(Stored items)

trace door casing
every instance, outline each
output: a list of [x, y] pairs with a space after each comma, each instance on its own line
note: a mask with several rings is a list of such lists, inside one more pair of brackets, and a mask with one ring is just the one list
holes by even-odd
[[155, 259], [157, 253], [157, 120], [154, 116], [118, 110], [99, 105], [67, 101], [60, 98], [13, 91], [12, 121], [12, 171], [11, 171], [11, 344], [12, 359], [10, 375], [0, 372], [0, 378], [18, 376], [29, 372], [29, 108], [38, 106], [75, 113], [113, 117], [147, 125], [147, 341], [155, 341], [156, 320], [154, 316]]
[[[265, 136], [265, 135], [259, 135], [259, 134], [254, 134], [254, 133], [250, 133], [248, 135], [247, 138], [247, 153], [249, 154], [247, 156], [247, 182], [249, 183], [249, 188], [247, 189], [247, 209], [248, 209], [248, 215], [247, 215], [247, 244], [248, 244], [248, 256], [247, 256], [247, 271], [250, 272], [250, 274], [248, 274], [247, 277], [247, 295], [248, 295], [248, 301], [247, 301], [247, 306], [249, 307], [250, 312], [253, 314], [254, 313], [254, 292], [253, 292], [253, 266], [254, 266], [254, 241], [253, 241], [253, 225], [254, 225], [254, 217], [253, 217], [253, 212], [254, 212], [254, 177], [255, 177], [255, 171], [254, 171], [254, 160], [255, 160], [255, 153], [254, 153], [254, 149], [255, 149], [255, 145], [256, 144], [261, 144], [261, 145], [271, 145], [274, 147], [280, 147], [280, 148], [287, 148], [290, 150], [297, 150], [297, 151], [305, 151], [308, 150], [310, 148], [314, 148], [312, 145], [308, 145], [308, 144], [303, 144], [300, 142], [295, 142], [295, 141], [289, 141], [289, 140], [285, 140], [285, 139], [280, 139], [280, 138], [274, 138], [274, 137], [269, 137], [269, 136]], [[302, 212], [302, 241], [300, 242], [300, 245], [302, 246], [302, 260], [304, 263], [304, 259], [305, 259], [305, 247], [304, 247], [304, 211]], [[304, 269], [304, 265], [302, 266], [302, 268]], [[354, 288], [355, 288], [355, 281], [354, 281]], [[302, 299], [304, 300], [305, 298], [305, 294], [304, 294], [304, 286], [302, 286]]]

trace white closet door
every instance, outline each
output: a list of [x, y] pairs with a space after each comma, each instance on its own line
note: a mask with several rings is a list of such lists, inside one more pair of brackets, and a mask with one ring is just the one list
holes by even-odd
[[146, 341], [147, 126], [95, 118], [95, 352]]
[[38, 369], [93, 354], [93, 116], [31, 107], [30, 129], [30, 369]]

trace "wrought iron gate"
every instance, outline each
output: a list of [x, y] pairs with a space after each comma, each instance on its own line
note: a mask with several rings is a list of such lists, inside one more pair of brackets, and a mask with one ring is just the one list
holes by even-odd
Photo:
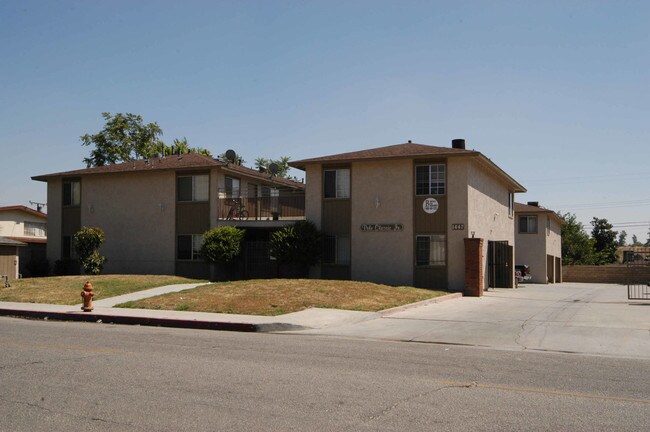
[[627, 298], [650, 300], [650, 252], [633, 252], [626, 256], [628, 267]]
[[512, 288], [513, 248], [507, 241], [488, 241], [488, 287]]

--

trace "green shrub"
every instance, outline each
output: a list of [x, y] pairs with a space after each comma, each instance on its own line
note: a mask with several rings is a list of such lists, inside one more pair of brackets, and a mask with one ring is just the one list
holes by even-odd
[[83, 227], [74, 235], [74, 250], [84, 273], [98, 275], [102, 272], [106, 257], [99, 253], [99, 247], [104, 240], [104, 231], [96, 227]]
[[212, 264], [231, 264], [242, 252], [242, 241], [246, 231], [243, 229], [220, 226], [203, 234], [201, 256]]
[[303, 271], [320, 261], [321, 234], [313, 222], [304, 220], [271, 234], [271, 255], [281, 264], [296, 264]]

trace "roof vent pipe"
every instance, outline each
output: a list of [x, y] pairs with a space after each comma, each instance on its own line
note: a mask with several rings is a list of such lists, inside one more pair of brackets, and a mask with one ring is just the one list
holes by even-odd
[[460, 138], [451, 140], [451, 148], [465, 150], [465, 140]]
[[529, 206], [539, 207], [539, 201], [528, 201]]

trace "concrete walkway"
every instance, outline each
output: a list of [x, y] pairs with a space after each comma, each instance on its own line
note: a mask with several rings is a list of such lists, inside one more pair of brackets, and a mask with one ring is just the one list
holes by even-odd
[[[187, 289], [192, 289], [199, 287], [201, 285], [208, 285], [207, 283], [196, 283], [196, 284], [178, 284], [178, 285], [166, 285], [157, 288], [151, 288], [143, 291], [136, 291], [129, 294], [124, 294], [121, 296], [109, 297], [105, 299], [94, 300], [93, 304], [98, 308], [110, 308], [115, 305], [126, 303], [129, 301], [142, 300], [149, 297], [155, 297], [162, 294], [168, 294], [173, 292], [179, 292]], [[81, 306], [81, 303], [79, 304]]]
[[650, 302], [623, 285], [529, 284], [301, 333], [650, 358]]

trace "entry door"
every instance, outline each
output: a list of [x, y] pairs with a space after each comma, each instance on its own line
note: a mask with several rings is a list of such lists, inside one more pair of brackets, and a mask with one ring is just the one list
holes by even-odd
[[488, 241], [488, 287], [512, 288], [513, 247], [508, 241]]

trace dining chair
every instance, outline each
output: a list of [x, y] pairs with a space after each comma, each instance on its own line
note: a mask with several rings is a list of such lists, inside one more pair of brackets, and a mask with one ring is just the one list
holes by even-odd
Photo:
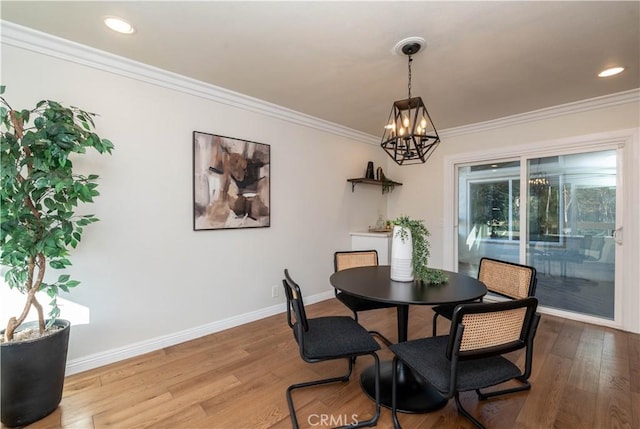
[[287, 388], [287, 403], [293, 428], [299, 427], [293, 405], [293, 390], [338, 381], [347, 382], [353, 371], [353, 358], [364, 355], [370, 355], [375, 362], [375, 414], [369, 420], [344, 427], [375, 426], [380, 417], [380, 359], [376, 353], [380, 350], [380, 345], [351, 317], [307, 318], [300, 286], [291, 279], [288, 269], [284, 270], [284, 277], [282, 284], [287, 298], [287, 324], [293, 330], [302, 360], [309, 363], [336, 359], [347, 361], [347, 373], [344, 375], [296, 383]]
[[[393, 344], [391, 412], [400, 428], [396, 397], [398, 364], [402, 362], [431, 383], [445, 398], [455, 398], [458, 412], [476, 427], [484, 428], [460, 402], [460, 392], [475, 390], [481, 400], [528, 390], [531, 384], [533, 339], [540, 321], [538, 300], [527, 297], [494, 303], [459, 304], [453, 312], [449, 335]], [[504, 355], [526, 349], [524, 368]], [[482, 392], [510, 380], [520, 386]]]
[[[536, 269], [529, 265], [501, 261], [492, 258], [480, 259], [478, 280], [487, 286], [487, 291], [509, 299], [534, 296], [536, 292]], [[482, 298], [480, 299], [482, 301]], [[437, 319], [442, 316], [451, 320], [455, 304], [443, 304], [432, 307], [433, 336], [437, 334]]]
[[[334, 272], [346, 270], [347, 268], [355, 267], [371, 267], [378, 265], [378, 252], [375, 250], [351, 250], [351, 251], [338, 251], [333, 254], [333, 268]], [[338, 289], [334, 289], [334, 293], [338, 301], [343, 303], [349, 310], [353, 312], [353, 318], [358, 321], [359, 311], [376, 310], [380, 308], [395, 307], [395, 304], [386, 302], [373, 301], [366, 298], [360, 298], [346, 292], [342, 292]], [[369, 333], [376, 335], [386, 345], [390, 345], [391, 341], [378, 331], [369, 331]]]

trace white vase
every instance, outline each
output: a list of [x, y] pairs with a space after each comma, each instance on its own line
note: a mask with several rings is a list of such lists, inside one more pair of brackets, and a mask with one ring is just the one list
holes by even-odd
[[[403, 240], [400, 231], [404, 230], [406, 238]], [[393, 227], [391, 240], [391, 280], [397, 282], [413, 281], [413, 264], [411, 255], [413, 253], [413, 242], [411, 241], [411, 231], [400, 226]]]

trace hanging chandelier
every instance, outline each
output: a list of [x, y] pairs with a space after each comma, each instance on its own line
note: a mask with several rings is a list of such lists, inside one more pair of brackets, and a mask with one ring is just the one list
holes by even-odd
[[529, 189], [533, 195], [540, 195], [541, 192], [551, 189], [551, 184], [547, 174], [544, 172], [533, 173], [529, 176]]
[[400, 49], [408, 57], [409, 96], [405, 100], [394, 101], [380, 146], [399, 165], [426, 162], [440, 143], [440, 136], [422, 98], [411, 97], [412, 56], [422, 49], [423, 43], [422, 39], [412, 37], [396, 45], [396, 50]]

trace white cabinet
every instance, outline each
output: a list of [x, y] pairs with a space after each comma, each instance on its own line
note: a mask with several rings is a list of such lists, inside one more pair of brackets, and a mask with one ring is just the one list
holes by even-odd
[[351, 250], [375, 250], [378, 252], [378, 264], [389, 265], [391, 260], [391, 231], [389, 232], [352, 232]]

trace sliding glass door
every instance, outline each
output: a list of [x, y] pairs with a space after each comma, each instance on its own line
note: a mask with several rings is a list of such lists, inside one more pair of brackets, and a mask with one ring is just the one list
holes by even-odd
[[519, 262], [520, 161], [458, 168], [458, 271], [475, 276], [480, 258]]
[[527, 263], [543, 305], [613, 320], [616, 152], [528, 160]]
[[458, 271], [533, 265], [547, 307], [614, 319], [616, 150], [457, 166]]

...

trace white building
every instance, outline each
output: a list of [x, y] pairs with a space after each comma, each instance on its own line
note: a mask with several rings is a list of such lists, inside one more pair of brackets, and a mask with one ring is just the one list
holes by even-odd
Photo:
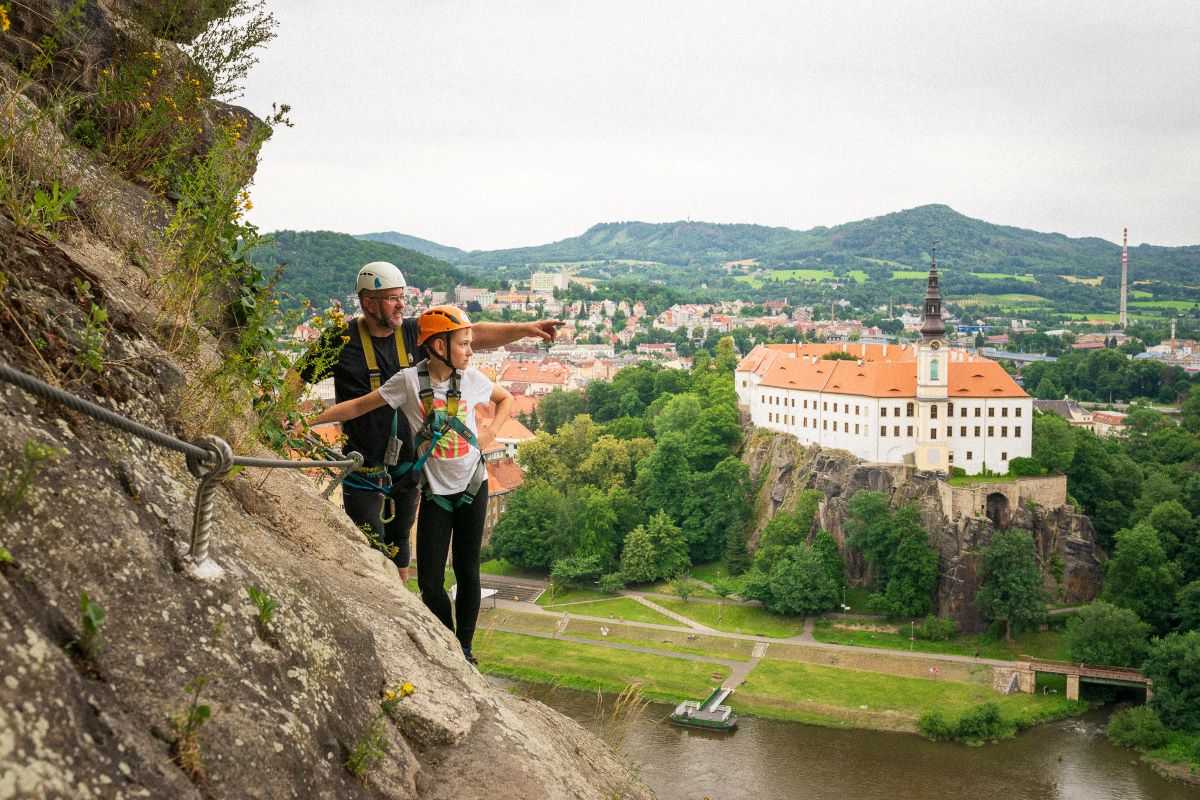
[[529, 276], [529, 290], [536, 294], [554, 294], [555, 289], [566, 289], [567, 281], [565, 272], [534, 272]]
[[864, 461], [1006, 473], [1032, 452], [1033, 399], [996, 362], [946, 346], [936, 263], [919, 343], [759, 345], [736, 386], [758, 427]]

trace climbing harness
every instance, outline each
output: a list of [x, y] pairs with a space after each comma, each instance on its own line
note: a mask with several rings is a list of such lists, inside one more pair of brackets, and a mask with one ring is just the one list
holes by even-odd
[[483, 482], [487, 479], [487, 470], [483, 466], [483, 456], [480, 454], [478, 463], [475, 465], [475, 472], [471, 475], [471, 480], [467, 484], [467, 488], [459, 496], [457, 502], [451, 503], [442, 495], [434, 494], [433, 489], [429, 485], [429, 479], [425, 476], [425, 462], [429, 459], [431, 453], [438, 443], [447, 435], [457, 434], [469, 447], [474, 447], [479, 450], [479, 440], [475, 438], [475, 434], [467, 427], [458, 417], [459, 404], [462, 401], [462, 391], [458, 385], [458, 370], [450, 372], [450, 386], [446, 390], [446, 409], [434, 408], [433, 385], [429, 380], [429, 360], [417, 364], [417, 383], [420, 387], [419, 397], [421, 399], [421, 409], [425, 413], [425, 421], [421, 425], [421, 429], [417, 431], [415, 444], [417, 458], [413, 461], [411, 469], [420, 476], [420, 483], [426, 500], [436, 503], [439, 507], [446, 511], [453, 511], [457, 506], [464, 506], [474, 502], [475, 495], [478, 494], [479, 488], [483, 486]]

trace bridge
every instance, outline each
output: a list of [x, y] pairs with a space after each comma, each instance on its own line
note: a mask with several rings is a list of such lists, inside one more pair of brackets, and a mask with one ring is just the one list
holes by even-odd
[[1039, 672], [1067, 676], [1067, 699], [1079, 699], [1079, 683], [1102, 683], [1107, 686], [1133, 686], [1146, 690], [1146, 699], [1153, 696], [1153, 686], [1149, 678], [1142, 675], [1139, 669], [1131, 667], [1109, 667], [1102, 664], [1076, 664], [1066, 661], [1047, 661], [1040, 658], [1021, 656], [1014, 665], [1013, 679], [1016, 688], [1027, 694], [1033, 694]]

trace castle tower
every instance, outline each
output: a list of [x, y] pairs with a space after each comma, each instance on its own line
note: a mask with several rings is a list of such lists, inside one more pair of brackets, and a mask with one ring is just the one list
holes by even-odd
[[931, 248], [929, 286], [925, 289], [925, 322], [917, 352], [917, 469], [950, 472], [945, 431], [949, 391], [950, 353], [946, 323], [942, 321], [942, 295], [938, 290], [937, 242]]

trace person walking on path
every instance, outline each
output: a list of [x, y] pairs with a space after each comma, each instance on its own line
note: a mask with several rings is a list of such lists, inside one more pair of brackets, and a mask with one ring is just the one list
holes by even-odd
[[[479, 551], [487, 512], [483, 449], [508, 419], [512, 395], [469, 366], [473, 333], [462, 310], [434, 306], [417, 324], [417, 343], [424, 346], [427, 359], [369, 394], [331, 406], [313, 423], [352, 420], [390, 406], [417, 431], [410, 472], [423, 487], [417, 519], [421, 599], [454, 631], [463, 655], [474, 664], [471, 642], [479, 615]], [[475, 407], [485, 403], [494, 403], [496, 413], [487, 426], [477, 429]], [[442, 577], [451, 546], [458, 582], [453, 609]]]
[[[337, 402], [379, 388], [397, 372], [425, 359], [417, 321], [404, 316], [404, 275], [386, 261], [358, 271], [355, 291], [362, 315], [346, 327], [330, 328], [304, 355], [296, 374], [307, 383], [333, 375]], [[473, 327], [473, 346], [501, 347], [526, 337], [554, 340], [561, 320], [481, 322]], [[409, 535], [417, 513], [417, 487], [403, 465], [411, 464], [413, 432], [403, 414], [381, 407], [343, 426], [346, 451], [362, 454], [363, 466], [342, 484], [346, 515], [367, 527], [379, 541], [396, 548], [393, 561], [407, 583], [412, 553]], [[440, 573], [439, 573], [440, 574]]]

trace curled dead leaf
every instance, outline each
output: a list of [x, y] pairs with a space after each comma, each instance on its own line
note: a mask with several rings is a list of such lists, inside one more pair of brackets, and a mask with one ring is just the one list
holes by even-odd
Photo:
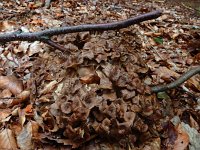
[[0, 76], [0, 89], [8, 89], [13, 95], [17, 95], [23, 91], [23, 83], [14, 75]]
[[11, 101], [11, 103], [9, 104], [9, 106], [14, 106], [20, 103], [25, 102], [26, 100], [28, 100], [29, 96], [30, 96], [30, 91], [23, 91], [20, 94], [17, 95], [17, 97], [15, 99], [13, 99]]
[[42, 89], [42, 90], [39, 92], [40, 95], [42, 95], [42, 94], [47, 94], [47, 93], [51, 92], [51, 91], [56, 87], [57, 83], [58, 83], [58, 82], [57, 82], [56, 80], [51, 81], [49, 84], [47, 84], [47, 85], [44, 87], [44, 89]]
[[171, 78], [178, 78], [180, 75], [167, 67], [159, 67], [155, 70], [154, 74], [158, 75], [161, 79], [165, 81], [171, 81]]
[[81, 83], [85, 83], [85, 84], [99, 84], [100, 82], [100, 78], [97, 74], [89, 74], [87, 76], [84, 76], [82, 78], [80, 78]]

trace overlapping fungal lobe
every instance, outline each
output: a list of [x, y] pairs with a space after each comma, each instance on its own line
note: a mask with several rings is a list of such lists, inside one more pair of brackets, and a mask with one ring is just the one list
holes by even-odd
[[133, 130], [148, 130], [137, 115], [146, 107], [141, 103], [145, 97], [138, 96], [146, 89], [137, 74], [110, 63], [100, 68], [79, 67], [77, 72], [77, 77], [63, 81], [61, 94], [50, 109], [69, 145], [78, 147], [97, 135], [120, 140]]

*The problem*: Copy each line from the entries above that has the word "door" in it.

*Answer to the problem*:
trace door casing
trace white closet door
trace "entry door"
trace sliding glass door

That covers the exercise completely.